- **Exercise instructions**
Keeping every line intact, repeat the data word for word.

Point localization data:
---+---

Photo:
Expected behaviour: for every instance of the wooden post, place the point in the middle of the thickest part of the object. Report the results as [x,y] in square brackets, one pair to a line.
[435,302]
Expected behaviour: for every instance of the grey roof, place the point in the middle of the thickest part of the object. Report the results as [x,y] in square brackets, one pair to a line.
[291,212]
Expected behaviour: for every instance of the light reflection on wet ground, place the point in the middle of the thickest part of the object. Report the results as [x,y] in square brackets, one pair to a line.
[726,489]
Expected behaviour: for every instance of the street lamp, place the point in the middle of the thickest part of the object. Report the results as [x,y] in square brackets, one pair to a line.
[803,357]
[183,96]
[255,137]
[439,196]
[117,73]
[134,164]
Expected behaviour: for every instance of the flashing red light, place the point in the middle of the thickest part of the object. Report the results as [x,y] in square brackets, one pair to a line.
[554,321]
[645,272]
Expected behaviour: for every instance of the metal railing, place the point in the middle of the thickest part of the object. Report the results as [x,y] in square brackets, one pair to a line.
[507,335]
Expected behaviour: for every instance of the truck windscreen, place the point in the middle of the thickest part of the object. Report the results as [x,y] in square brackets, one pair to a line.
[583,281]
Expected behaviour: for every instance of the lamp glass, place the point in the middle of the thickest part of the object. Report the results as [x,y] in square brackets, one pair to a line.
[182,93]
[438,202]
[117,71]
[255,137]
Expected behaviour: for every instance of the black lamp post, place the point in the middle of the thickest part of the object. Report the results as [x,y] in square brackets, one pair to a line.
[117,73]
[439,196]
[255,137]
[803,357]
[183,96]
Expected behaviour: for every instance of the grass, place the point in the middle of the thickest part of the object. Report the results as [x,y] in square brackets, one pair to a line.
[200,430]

---+---

- **Exercise response**
Photo:
Expected behaviour: for every instance of the wooden post, place the point in the middle of the thickest part of the object. Report the results as [x,y] in square brackets, one pair to a line.
[435,302]
Expected behaviour: for every instance of the grey roof, place the point in the middle of the thickest part of the object. Report the results as [x,y] in square brackets, one pair to a line.
[291,212]
Expected behaviour: for every instance of the light reflection on wet ground, place the point in the middle of the thickest part of the object. Report the results as [x,y] in square brackets, one pair to a line.
[726,489]
Expected behaviour: for every instance of the street lamp, place the point in the middle of the thickest part of the object. Report the results as [x,y] in square brackets, one pair to a line.
[803,357]
[183,96]
[255,137]
[439,196]
[117,73]
[134,164]
Expected behaviour: for every instance of the flashing red light, place the point in the middle of the thickest part of the object. Report the results as [x,y] in square brackets, one pair to a line.
[554,321]
[645,272]
Expected behaviour: for every instance of the metal railing, place the point in the middle of the thickest part of the object. Report the results as [x,y] in square brackets, one pair to a line.
[507,335]
Expected behaviour: for every instance of the truck windscreen, place the point in the middle of the thickest part of the object. Report the results as [x,y] in square brackets, one pair to a line.
[583,281]
Expected behaviour: for every instance of the lamp glass, place the point in the middle of the thickest part of the object. Report the results as [x,y] in square brackets, one pair to a line.
[182,93]
[438,202]
[117,71]
[255,137]
Expected behaviour: for every instance of the black lamp post, place the point in the middle of the thickest part of the object. Report the results as [x,y] in square brackets, one pair to a line.
[117,73]
[439,196]
[255,137]
[803,357]
[183,96]
Expected behaviour: for every instance of the grass, place the point in the middle of the thickest part of the object. Report the results as [x,y] in square brackets, one pair to a line.
[200,430]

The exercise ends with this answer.